— START OF EXERCISE DATA —
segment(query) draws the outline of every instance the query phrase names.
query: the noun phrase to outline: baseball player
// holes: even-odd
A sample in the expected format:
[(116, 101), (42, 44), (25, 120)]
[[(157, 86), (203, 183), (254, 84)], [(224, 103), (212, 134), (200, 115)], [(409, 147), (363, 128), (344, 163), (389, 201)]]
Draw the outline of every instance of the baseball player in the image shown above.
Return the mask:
— END OF EXERCISE DATA —
— START OF EXERCISE DATA —
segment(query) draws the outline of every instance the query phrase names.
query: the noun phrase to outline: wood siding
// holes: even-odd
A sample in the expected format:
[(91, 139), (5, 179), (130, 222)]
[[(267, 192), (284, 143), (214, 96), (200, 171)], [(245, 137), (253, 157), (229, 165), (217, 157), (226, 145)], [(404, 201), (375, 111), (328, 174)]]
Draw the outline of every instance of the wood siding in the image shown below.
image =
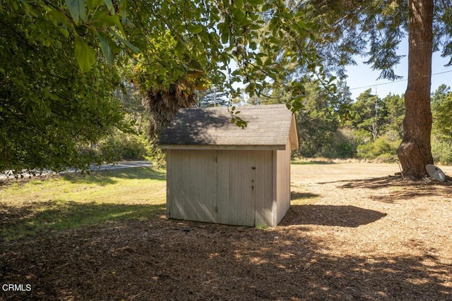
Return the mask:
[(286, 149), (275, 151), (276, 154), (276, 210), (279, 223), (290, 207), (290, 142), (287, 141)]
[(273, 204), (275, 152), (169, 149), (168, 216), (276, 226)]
— END OF EXERCISE DATA —
▶ **WHAT YOU HAVE TO DO**: Extract every line from the entries above that contains the word "instance". Case counts, so include a line only if the word appears there with the same capitalization.

▶ **PROBLEM SOLUTION**:
segment(query) draws the outline of every instance the query phrase names.
Draw the outline of every instance of the baseball player in the image shown above.
segment(query) draws the outline of every instance the query phrase names.
Draw the outline of every instance of the wood siding in the image shown below.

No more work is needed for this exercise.